┏━━
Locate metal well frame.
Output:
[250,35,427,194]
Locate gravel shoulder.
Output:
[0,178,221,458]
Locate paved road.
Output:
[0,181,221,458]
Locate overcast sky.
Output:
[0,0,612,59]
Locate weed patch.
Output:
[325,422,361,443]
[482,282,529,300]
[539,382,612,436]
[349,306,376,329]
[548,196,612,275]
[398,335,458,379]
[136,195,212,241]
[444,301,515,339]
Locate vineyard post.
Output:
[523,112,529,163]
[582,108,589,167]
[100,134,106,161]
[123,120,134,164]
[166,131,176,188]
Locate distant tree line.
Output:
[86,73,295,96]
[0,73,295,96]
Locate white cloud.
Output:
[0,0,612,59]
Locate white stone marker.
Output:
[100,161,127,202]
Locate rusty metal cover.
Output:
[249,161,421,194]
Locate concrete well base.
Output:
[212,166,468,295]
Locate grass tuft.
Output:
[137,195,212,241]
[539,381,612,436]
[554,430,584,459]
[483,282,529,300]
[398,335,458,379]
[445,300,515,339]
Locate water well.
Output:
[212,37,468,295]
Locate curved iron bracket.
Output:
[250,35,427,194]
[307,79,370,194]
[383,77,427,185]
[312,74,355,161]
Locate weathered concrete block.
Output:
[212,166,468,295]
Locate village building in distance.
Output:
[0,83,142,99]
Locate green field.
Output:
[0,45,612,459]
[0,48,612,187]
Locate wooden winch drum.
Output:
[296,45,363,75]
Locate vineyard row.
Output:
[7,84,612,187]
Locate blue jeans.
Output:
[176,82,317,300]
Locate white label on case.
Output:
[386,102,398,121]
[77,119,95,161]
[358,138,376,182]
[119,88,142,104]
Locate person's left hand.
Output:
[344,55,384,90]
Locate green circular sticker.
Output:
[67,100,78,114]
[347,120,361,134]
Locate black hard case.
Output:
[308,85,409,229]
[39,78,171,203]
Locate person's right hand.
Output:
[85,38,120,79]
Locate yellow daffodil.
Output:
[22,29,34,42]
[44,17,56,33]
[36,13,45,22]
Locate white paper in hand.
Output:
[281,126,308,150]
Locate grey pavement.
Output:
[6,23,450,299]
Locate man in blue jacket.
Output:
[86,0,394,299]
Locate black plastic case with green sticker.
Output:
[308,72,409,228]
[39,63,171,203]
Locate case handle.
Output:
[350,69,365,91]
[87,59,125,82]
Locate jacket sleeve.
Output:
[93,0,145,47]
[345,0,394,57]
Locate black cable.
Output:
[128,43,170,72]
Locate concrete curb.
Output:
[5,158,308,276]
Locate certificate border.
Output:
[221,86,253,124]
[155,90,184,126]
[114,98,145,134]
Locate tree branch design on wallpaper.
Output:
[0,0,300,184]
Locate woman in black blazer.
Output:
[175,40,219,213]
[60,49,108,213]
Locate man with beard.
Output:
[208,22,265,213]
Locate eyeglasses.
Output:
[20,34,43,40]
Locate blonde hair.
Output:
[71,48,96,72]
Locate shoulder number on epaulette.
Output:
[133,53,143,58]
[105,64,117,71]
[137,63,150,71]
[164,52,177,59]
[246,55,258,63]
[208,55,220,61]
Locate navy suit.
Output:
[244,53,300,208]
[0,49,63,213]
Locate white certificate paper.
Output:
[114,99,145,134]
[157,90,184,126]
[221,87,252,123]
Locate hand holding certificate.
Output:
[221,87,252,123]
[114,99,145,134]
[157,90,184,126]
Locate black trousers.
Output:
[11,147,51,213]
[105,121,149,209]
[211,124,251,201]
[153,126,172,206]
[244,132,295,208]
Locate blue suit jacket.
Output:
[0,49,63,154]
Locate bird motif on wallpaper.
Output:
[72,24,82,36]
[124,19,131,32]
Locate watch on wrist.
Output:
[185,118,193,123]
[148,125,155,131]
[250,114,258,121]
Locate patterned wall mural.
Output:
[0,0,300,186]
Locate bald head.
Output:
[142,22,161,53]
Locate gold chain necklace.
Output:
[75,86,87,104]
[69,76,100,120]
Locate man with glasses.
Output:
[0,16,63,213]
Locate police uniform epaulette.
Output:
┗━━
Short exercise
Print the entries verbatim, from the line containing "Locate wooden winch drum." through the line containing "[71,48,96,72]", both lines included.

Output of the exercise
Locate wooden winch drum.
Output:
[296,45,363,75]
Locate vineyard row.
Output:
[7,84,612,187]
Locate blue jeans.
Output:
[176,82,317,300]
Locate white label on case.
Output:
[386,102,398,121]
[77,119,95,161]
[358,138,376,182]
[119,88,142,104]
Locate person's left hand.
Output:
[344,55,384,90]
Locate green circular sticker.
Output:
[67,100,78,114]
[347,120,361,134]
Locate black hard case.
Output:
[308,85,409,229]
[39,78,171,203]
Locate person's right hand.
Output:
[85,38,120,79]
Locate yellow daffodil.
Output:
[22,29,34,42]
[44,17,56,33]
[36,13,45,22]
Locate white paper in hand.
Output:
[281,126,308,150]
Locate grey pavement.
Output:
[6,23,450,299]
Locate man in blue jacket.
Output:
[86,0,394,299]
Locate black plastic case with green sticker.
Output:
[308,72,409,228]
[39,63,171,203]
Locate case handle.
Output:
[350,69,365,91]
[87,59,125,82]
Locate jacket sleeve.
Output:
[93,0,145,47]
[345,0,394,57]
Locate black cable.
Output:
[128,43,170,72]
Locate concrete curb.
Output:
[5,158,308,276]
Locate certificate border.
Output:
[221,86,253,124]
[155,90,184,126]
[114,98,145,134]
Locate tree branch design on wallpaper.
Output:
[0,0,300,184]
Locate woman in black blazer.
Output:
[175,40,219,213]
[60,49,108,213]
Locate man with beard.
Output:
[208,22,265,213]
Locate eyeglasses.
Output:
[20,34,43,40]
Locate blonde hair.
Output:
[71,48,96,72]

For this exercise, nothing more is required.